▶ _PROVIDED PASSAGE_:
***
Joseph B. Schechtman, The
Mufti and the Fuehrer, New York, 1965.
After this
ensued a tremendous academic silence on the Mufti Husseini. In fact, Medoff
can refer us to no academic work on Husseini before 1990. His article,
recall, is from 1996. The few academic mentions of Husseini that he could find from 1990 to 1996 were
either completely silent on the
Mufti’s Nazi years—as if they had never happened—or else they relegated a
‘summary’ of those years to a single paragraph (or even just a sentence) that left almost everything out. Some
authors even claimed (entirely in passing) that Husseini’s Nazi activities
had been supposedly imagined by “Zionist propagandists.”
But recent
scholars who have studied Hajj Amin al Husseini in depth, such as Rafael
Medoff, have confirmed what his early biographers had already established:
1)
that
Husseini traveled to Berlin in late 1941, met with Hitler, and discussed with
him the extermination of the Middle Eastern Jews (whom Husseini had already
been killing for some 20 years);
2)
that
Husseini spent the entire war in Nazi-controlled Europe as a Nazi
collaborator;
3)
that
Husseini helped spread Nazi propaganda to Muslims worldwide (one of his
famous exhortations goes like this: “Arabs, rise as one man and fight for
your sacred rights. Kill the Jews wherever you find them. This pleases God,
history, and religion. This saves your honor. God is with you.”[2]);
4)
that
Husseini recruited thousands of Bosnian and Kosovo Muslims to Heinrich
Himmler’s SS, who went on to kill hundreds of thousands of Serbs, and tens of
thousands of Jews and Roma (‘Gypsies’).
It is beyond dispute that Husseini did all that. And in fact photographic evidence
of Husseini’s Nazi collaboration abounds on the internet.
***
▶ _COMPLETE THE FOLLOWING_:
1. Translate this sentence from the passage on the Mufti Husseini into Spanish: "In fact, Medoff can refer us to no academic work on Husseini before 1990."
2. Which four-digit years appear in the passage on the Mufti Husseini? List every one.

Rows from a box labeling dataset:
***
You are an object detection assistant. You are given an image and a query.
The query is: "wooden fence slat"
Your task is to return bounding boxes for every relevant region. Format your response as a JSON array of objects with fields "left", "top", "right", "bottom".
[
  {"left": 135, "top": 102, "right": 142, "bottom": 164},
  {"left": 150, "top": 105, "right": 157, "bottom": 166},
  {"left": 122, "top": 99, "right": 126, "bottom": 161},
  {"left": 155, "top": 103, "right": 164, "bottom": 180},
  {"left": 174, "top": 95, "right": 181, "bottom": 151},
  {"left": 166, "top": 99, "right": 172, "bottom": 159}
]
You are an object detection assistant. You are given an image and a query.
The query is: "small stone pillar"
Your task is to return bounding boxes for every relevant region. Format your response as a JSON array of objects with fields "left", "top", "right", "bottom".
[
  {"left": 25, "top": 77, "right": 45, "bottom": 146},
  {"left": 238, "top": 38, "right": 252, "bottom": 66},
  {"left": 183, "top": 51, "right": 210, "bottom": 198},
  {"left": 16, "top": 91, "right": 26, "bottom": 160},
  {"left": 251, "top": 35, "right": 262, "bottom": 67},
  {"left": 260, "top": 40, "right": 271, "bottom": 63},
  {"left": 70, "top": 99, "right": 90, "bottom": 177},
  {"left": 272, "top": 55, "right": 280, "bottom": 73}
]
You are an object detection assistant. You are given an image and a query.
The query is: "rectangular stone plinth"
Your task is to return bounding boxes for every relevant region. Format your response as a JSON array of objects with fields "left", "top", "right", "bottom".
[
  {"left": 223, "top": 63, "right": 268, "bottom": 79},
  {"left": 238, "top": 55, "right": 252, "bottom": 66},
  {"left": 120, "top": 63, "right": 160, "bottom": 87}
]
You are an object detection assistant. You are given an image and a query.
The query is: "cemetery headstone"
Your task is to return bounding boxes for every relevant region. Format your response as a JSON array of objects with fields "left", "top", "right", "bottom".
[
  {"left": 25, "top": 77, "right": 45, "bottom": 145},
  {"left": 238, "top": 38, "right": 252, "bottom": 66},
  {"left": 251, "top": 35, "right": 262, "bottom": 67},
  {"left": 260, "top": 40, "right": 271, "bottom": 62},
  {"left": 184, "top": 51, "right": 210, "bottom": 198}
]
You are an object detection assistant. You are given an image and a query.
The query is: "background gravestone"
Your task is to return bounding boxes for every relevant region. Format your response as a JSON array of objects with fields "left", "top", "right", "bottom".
***
▶ _THE REPLIES_:
1. De hecho, Medoff no puede remitirnos a ningún trabajo académico sobre Husseini anterior a 1990.

2. 1965, 1990, 1996, 1941